Task: Give back the full material, exactly as it reads.

Exercise inputs:
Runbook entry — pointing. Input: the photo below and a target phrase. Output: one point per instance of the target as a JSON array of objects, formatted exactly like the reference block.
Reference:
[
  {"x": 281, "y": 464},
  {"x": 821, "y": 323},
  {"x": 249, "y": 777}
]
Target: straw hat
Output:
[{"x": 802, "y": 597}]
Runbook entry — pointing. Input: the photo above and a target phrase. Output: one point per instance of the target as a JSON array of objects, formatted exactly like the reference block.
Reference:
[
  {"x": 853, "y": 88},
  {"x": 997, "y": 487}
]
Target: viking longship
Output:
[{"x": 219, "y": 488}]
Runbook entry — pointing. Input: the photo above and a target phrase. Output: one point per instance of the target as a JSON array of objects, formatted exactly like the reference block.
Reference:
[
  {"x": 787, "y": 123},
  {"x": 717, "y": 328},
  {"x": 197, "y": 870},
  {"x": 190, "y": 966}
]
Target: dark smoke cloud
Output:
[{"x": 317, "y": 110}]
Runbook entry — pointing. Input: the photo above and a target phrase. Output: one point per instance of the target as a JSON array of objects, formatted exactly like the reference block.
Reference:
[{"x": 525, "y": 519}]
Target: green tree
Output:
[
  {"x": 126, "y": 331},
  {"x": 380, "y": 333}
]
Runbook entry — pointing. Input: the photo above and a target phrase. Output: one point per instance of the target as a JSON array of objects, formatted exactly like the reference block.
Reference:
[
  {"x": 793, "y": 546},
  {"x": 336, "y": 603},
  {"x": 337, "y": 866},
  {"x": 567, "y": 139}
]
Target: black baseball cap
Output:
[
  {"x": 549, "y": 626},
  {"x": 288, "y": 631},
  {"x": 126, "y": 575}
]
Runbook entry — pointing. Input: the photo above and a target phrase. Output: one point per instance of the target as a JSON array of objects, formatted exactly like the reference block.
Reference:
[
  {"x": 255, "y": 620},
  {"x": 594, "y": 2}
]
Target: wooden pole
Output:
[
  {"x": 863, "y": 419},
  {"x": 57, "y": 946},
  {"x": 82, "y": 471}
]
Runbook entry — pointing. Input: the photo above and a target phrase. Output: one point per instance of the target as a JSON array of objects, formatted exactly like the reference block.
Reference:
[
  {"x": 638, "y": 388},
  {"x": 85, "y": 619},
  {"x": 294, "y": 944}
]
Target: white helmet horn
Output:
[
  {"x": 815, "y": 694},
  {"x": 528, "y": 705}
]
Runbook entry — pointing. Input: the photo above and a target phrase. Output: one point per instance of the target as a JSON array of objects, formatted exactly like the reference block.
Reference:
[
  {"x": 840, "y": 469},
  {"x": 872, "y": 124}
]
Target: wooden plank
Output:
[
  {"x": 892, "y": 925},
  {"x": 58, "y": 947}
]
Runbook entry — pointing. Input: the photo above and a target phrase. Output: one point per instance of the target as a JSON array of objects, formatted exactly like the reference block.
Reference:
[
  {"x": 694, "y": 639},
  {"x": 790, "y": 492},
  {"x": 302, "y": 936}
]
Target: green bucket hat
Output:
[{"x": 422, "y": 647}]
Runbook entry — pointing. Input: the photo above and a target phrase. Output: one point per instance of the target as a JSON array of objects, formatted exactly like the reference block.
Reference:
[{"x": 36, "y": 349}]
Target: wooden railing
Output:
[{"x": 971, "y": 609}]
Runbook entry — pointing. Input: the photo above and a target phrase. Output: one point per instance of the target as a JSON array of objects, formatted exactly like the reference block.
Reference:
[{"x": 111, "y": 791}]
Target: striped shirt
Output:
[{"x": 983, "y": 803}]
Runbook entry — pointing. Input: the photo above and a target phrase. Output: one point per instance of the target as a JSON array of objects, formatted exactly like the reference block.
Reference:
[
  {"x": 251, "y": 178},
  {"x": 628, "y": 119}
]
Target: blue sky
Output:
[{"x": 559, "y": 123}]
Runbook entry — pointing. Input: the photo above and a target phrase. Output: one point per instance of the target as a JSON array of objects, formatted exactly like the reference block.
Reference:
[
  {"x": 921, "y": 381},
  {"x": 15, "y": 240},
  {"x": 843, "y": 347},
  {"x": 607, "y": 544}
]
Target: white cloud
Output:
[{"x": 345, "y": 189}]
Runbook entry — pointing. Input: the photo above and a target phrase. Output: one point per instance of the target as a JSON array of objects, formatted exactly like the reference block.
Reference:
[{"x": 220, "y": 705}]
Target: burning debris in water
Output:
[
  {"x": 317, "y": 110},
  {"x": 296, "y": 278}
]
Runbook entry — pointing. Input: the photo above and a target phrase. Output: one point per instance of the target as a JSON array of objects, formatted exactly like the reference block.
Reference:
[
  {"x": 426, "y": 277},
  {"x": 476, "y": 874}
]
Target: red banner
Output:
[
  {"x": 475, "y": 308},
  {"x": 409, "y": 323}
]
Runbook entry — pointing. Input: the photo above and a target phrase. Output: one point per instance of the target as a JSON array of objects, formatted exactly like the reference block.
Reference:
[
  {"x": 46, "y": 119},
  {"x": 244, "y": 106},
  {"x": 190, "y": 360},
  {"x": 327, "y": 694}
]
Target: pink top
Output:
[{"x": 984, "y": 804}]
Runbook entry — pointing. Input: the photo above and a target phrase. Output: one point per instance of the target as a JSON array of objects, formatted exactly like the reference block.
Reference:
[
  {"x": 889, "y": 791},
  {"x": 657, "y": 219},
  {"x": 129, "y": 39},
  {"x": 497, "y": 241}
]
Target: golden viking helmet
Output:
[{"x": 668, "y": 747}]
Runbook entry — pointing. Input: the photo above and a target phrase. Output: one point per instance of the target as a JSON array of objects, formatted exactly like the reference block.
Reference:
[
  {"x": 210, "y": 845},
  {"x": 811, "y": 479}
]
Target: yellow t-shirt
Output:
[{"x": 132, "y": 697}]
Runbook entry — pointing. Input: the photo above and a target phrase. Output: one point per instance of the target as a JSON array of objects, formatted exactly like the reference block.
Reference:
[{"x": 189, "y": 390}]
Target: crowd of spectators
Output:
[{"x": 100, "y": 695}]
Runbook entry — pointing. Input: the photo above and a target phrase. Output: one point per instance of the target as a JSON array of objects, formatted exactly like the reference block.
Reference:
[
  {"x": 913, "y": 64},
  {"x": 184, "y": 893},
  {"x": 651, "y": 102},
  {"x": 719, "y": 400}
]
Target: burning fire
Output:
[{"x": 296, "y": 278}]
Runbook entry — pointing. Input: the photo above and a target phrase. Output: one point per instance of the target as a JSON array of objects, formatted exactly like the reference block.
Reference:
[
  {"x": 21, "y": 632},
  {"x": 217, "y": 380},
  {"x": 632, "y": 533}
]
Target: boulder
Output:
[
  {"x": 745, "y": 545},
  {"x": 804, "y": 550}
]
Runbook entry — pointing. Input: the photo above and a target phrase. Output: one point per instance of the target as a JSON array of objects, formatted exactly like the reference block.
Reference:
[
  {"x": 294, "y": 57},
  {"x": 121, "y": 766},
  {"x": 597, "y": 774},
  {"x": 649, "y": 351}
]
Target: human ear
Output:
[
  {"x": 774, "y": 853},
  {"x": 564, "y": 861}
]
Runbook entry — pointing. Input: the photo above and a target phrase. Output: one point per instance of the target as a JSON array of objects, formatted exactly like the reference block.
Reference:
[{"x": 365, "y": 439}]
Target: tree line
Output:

Result of this exercise:
Runbook entry — pointing. Input: the photo below and a target phrase. Output: one point per instance of the target as a JSON array of objects, formatted exactly like the reference block.
Reference:
[
  {"x": 281, "y": 464},
  {"x": 821, "y": 323},
  {"x": 249, "y": 777}
]
Target: straw hat
Output:
[{"x": 802, "y": 597}]
Runbook entry — pointing. Input: the photo above and a target phrase. Output: one point per instance of the target as a JSON array of objects, formatted exactly like the reference block.
Reference:
[
  {"x": 853, "y": 88},
  {"x": 997, "y": 487}
]
Target: viking longship
Output:
[{"x": 219, "y": 488}]
Runbook entry — pointing. Input: the photo above and a target phrase. Output: one point per instance of the target as a JSON array of objects, formatted exactly like the reference block.
Reference:
[
  {"x": 787, "y": 123},
  {"x": 717, "y": 328},
  {"x": 197, "y": 870},
  {"x": 190, "y": 966}
]
Target: dark smoke cloud
Output:
[{"x": 317, "y": 110}]
Runbook entry — pointing. Input: the photo above and a target phrase. Output: one point per instance of the target as a JSON array of objects, formatted exactly like the reference block.
Reference:
[{"x": 525, "y": 519}]
Target: green tree
Output:
[
  {"x": 126, "y": 331},
  {"x": 380, "y": 333}
]
Runbook entry — pointing. Input: the photo above and a target phrase. Output: one point per instance of the target as a JSON array of objects, formatted exactly like the reference block.
Reference:
[
  {"x": 793, "y": 546},
  {"x": 336, "y": 603},
  {"x": 337, "y": 866},
  {"x": 567, "y": 139}
]
Target: black baseball cap
Output:
[
  {"x": 549, "y": 626},
  {"x": 288, "y": 631},
  {"x": 126, "y": 575}
]
Runbook entry — pointing. Input: the photo above and a target phrase. Output: one point per instance of the target as a JSON array of objects, formatted exactly like the reference block.
Reference:
[
  {"x": 255, "y": 620},
  {"x": 594, "y": 2}
]
Target: wooden pole
Output:
[
  {"x": 863, "y": 419},
  {"x": 57, "y": 946},
  {"x": 82, "y": 471}
]
Runbook entry — pointing. Input: the photo above and a target phrase. Output: one point per instance of the target as a JSON array of objects, formatted exactly like the reference block.
Reference:
[
  {"x": 638, "y": 388},
  {"x": 85, "y": 619},
  {"x": 294, "y": 944}
]
Target: white helmet horn
Output:
[
  {"x": 815, "y": 694},
  {"x": 528, "y": 705}
]
Runbook entry — pointing. Input: the photo above and a target phrase. Output: one point per instance of the target as a JSON array of objects, formatted exactly like the reference block.
Reference:
[
  {"x": 840, "y": 469},
  {"x": 872, "y": 124}
]
Target: wooden plank
Output:
[
  {"x": 892, "y": 925},
  {"x": 58, "y": 947}
]
Runbook entry — pointing. Input: the photo above and a target phrase. Output: one point per instance of the target as a JSON array of objects, formatted exactly like the reference block.
Reference:
[
  {"x": 694, "y": 639},
  {"x": 790, "y": 492},
  {"x": 302, "y": 936}
]
Target: green bucket hat
Output:
[{"x": 422, "y": 647}]
Runbook entry — pointing. Input: the photo above and a target phrase. Output: one point per instance of the target as a JSON array of objects, formatted exactly like the reference block.
Reference:
[{"x": 36, "y": 349}]
Target: wooden railing
Output:
[{"x": 971, "y": 609}]
Runbook entry — pointing. Input: the photo above and a target phrase. Output: one point per instance of the target as a JSON array of objects, formatted exactly like the reference block.
Reference:
[{"x": 111, "y": 791}]
Target: striped shirt
Output:
[{"x": 983, "y": 803}]
Runbook entry — pointing. Input: the photo above and a target phrase. Output: one point per instance of the target as a JSON array of objects, formatted exactly like the reference block.
Reference:
[
  {"x": 251, "y": 178},
  {"x": 628, "y": 119}
]
Target: blue sky
Output:
[{"x": 559, "y": 123}]
Runbook entry — pointing. Input: the photo above and a target phrase. Output: one point per instance of the target as a JSON array of objects, formatted exactly like the reference block.
Reference:
[
  {"x": 921, "y": 381},
  {"x": 15, "y": 240},
  {"x": 843, "y": 347},
  {"x": 607, "y": 544}
]
Target: white cloud
Output:
[{"x": 345, "y": 189}]
Runbook entry — pointing. Input: the photo above and a target phrase. Output: one point per instance of the target as a JSON array of objects, formatted exactly like the reference block.
Reference:
[{"x": 220, "y": 705}]
Target: burning debris in water
Output:
[
  {"x": 317, "y": 110},
  {"x": 296, "y": 278}
]
Runbook entry — pointing. Input: the photo above and a target phrase. Output: one point per instance of the target as a JSON array of objects, formatted exactly like the reference block.
Reference:
[
  {"x": 426, "y": 277},
  {"x": 476, "y": 874}
]
Target: red banner
Output:
[
  {"x": 475, "y": 308},
  {"x": 409, "y": 323}
]
Runbook entry — pointing. Input: the photo above and a target phrase. Output: one point per instance of the target as a JSON array of objects, formatted exactly like the reference block.
Reference:
[
  {"x": 46, "y": 119},
  {"x": 244, "y": 106},
  {"x": 190, "y": 360},
  {"x": 327, "y": 694}
]
Target: pink top
Output:
[{"x": 984, "y": 804}]
Runbook entry — pointing. Input: the photo above and a target phrase. Output: one point per instance of the target as a JSON array of objects, formatted exactly like the reference block.
Reference:
[
  {"x": 889, "y": 791},
  {"x": 657, "y": 219},
  {"x": 129, "y": 39},
  {"x": 497, "y": 241}
]
Target: golden viking helmet
Output:
[{"x": 668, "y": 747}]
Runbook entry — pointing. Input: the photo above and a target phrase. Output: one point per instance of the target as a JSON array of objects, formatted exactly like the reference block.
Reference:
[
  {"x": 210, "y": 845},
  {"x": 811, "y": 479}
]
Target: yellow t-shirt
Output:
[{"x": 132, "y": 697}]
Runbook entry — pointing. Input: the photo above and a target phrase. Output: one point per instance of the target as a JSON array of objects, formatted exactly like the reference block.
Reference:
[{"x": 189, "y": 390}]
Target: crowd of spectators
Output:
[{"x": 100, "y": 695}]
Runbook entry — pointing. Input: the photo above and a target phrase. Output: one point per instance of the target as a JSON array of objects, formatted exactly like the reference block.
Reference:
[
  {"x": 913, "y": 64},
  {"x": 184, "y": 893},
  {"x": 651, "y": 102},
  {"x": 719, "y": 400}
]
Target: burning fire
Output:
[{"x": 296, "y": 278}]
Runbook entry — pointing. Input: the photo above and a target phrase. Output: one point per instance of the target as a JSON array of objects, formatted exactly like the reference block.
Reference:
[
  {"x": 21, "y": 632},
  {"x": 217, "y": 380},
  {"x": 632, "y": 533}
]
Target: boulder
Output:
[
  {"x": 745, "y": 545},
  {"x": 804, "y": 550}
]
Runbook entry — pointing. Input: the photo above and a target phrase. Output: one point per instance of the target as a JSON array of objects, formatted exactly like the reference block.
Reference:
[
  {"x": 294, "y": 57},
  {"x": 121, "y": 766},
  {"x": 597, "y": 774},
  {"x": 649, "y": 351}
]
Target: human ear
Output:
[
  {"x": 774, "y": 853},
  {"x": 564, "y": 861}
]
Runbook entry — pointing. Input: the photo above and a target phrase. Output: one point per instance of the target as a JSON array of objects, formatted exactly like the reference block.
Reference:
[{"x": 365, "y": 439}]
Target: tree line
Output:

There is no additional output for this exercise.